## REQUIREMENT
Reproduce the lines below verbatim, keeping every character, space, and line break unchanged.

## DATASET EXTRACT
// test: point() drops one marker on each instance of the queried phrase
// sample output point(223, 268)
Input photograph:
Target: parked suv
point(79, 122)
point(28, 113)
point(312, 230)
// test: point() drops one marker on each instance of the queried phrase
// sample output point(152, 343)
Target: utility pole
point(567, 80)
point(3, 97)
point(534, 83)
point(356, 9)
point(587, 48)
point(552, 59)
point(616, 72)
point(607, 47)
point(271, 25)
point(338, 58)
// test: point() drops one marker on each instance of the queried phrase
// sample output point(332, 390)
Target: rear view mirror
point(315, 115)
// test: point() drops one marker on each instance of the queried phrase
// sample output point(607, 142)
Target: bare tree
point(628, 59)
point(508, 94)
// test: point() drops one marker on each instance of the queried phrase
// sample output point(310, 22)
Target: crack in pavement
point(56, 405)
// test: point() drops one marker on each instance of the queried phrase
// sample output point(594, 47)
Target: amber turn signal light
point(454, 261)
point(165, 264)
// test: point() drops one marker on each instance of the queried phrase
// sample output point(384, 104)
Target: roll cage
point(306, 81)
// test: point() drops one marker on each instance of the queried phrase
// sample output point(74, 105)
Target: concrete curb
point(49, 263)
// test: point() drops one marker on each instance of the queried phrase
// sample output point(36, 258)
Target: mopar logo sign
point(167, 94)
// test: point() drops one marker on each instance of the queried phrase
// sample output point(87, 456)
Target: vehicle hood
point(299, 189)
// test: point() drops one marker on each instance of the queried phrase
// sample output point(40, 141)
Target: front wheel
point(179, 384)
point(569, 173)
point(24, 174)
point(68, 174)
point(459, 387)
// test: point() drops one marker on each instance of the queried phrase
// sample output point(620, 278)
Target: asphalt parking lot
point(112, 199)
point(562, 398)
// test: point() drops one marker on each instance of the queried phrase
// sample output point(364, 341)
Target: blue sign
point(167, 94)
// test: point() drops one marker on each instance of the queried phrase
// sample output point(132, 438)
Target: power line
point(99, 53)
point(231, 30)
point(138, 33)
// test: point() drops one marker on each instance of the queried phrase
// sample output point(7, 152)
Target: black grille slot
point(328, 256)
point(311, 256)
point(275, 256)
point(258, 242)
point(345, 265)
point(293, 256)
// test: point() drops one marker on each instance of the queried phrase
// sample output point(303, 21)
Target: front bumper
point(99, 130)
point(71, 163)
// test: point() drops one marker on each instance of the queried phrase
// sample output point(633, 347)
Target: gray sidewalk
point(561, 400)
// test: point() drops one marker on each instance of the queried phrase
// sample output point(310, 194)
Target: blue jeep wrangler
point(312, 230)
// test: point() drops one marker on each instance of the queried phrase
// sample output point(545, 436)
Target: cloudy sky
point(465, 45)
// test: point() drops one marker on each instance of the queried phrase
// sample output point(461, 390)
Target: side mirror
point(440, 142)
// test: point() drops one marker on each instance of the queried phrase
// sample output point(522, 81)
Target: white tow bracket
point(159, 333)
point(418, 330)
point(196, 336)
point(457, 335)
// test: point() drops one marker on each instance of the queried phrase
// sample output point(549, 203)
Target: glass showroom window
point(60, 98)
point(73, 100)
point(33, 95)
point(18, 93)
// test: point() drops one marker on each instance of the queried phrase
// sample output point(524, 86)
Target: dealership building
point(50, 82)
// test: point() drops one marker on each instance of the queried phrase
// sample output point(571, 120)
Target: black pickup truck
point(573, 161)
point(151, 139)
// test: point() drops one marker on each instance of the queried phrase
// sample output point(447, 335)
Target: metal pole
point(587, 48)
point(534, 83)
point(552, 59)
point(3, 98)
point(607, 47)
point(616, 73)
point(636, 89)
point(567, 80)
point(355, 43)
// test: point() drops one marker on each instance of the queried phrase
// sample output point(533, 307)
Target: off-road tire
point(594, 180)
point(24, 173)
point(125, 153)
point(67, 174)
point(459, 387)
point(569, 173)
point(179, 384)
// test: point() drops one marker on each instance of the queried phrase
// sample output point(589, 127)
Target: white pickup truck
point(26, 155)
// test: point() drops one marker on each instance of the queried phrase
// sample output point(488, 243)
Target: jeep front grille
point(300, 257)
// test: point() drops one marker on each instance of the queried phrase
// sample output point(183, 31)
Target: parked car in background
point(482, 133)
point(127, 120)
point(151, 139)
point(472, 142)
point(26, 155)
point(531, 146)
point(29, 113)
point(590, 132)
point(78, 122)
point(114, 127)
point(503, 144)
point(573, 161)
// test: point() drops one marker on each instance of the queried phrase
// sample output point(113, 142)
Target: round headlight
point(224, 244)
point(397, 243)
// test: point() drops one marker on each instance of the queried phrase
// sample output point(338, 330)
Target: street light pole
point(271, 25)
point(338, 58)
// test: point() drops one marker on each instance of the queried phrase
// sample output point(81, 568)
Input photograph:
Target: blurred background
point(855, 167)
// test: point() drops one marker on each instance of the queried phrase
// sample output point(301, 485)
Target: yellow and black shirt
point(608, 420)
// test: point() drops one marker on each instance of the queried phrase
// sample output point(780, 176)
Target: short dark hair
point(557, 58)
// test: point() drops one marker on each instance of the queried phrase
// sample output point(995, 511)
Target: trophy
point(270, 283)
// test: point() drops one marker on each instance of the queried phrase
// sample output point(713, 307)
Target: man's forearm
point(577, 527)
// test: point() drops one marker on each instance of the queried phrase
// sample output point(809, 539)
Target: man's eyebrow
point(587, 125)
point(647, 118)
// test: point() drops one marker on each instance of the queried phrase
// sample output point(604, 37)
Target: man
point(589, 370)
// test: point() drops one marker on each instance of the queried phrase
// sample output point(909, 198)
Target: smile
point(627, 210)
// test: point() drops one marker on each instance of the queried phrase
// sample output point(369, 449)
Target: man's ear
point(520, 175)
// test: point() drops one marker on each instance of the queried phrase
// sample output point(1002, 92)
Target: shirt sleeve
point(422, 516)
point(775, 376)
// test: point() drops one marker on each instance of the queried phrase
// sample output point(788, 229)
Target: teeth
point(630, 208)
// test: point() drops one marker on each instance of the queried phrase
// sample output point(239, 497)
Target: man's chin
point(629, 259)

## WRITTEN REPLY
// test: point() drops one marker on each instance of the queried phrase
// sample output point(223, 268)
Input photograph:
Target: parked suv
point(79, 122)
point(28, 113)
point(312, 230)
// test: point() drops one marker on each instance of the queried phrase
// sample output point(152, 343)
Target: utility pole
point(567, 80)
point(3, 97)
point(534, 83)
point(356, 9)
point(587, 48)
point(552, 59)
point(616, 72)
point(607, 47)
point(271, 25)
point(338, 58)
// test: point() drops one marker on each instance of the queried phrase
// sample output point(332, 390)
Target: rear view mirror
point(315, 115)
// test: point() drops one marker on each instance of the queried phrase
// sample output point(607, 142)
Target: bare tree
point(628, 59)
point(508, 94)
// test: point() drops one marker on each instance of the queried phrase
// sample output point(310, 22)
Target: crack in pavement
point(56, 405)
// test: point() drops one marker on each instance of the queried phrase
// sample output point(594, 47)
Target: amber turn signal light
point(454, 261)
point(165, 264)
// test: point() drops one marker on each instance of the queried phrase
// sample output point(384, 104)
Target: roll cage
point(306, 81)
// test: point() drops one marker on each instance of the queried phrase
// sample output point(74, 105)
Target: concrete curb
point(49, 263)
// test: point() drops one marker on each instance of the queried phrase
// sample output point(36, 258)
Target: mopar logo sign
point(167, 94)
// test: point() drops one marker on each instance of the queried phrase
// sample output point(87, 456)
Target: vehicle hood
point(299, 189)
// test: point() drops one marker on each instance of the queried phrase
// sample output point(40, 141)
Target: front wheel
point(179, 384)
point(569, 173)
point(24, 174)
point(68, 174)
point(459, 387)
// test: point() drops one marker on each instance of the queried phrase
// sample output point(620, 278)
Target: asphalt parking lot
point(112, 199)
point(562, 398)
// test: point() drops one marker on each instance of the queried phrase
// sample output point(364, 341)
Target: blue sign
point(167, 94)
// test: point() drops one marker on each instance of the queried phrase
// sample output point(132, 438)
Target: power line
point(99, 53)
point(231, 30)
point(138, 33)
// test: point() drops one marker on each instance of the queried phrase
// sample output point(7, 152)
Target: black grille slot
point(328, 256)
point(311, 256)
point(275, 256)
point(258, 242)
point(345, 265)
point(293, 256)
// test: point() drops one marker on each instance of the queried phrase
// sample output point(303, 21)
Target: front bumper
point(99, 130)
point(71, 163)
// test: point() drops one marker on each instance of the queried phrase
// sample output point(633, 347)
Target: gray sidewalk
point(561, 400)
// test: point() drops one marker on each instance of the queried phrase
// sample output point(310, 194)
Target: blue jeep wrangler
point(312, 230)
// test: point() drops one marker on each instance of the queried phrase
// sample output point(545, 436)
Target: cloudy sky
point(465, 45)
// test: point() drops one marker on each instance of the queried phrase
// sample output point(461, 390)
Target: side mirror
point(440, 142)
// test: point() drops one marker on each instance of the queried phrase
// sample output point(522, 81)
Target: white tow bracket
point(159, 333)
point(418, 330)
point(196, 336)
point(457, 335)
// test: point() drops one marker on each instance of the queried phrase
// sample output point(549, 203)
Target: glass showroom window
point(60, 98)
point(73, 100)
point(33, 95)
point(18, 93)
// test: point() drops one marker on each instance of the queried phrase
// sample output point(524, 86)
Target: dealership building
point(50, 82)
// test: point() drops one marker on each instance of the queried phrase
// sample output point(571, 120)
Target: black pickup truck
point(573, 161)
point(151, 139)
// test: point() drops one marker on each instance of the queried phrase
// sample output point(447, 335)
Target: metal pole
point(587, 48)
point(534, 83)
point(552, 59)
point(3, 98)
point(607, 47)
point(616, 73)
point(636, 89)
point(567, 80)
point(355, 43)
// test: point() drops one marker on each instance of the queried phrase
// sample output point(533, 307)
Target: off-road tire
point(594, 180)
point(24, 173)
point(125, 153)
point(67, 174)
point(459, 387)
point(569, 173)
point(179, 384)
// test: point() drops one marker on each instance of the queried phrase
// sample output point(589, 127)
Target: white pickup truck
point(26, 155)
// test: point() drops one marker on each instance of the queried phrase
// sample output point(488, 243)
Target: jeep front grille
point(300, 257)
// test: point() drops one marker on each instance of the queried phrase
// sample output point(183, 31)
Target: parked car in background
point(482, 133)
point(127, 120)
point(151, 139)
point(472, 142)
point(26, 155)
point(531, 146)
point(29, 113)
point(590, 132)
point(78, 122)
point(114, 127)
point(503, 144)
point(573, 161)
// test: point() drops one marker on each instance of the queried phrase
// sample output point(113, 142)
Target: round headlight
point(224, 244)
point(397, 243)
// test: point() drops one marker on each instance of the queried phrase
// sample output point(338, 330)
Target: street light pole
point(271, 25)
point(338, 58)
// test: point() drops one marker on each instance of the queried phrase
// sample output point(81, 568)
Input photograph:
Target: blurred background
point(855, 167)
// test: point() drops one marker on each instance of the queried phrase
// sample output point(301, 485)
Target: yellow and black shirt
point(608, 420)
// test: point() drops one marker on each instance of the queried phrase
// sample output point(780, 176)
Target: short dark hair
point(557, 58)
// test: point() drops one marker on each instance of the queried phrase
// sample output point(995, 511)
Target: trophy
point(270, 283)
// test: point() drops one marker on each instance of the queried phrase
// sample output point(713, 307)
Target: man's forearm
point(577, 527)
// test: point() drops one marker on each instance of the queried phrase
// sample output point(809, 539)
Target: man's eyebrow
point(587, 125)
point(647, 118)
// test: point() drops one marker on each instance of the queried phrase
// sample output point(604, 37)
Target: man
point(589, 370)
// test: point() drops one marker on each instance of the queried phrase
// sample output point(909, 198)
Target: smile
point(627, 210)
// test: point() drops one marker on each instance of the queried phrase
// sample output point(369, 449)
Target: man's ear
point(520, 175)
// test: point() drops one marker on each instance of the queried phrase
// sample output point(1002, 92)
Target: shirt sleeve
point(422, 516)
point(775, 376)
// test: point() drops one marker on each instance of the queried phrase
// sample output point(788, 229)
Target: teeth
point(630, 208)
// test: point() drops one marker on each instance of the queried phrase
// sample output point(239, 497)
Target: man's chin
point(629, 259)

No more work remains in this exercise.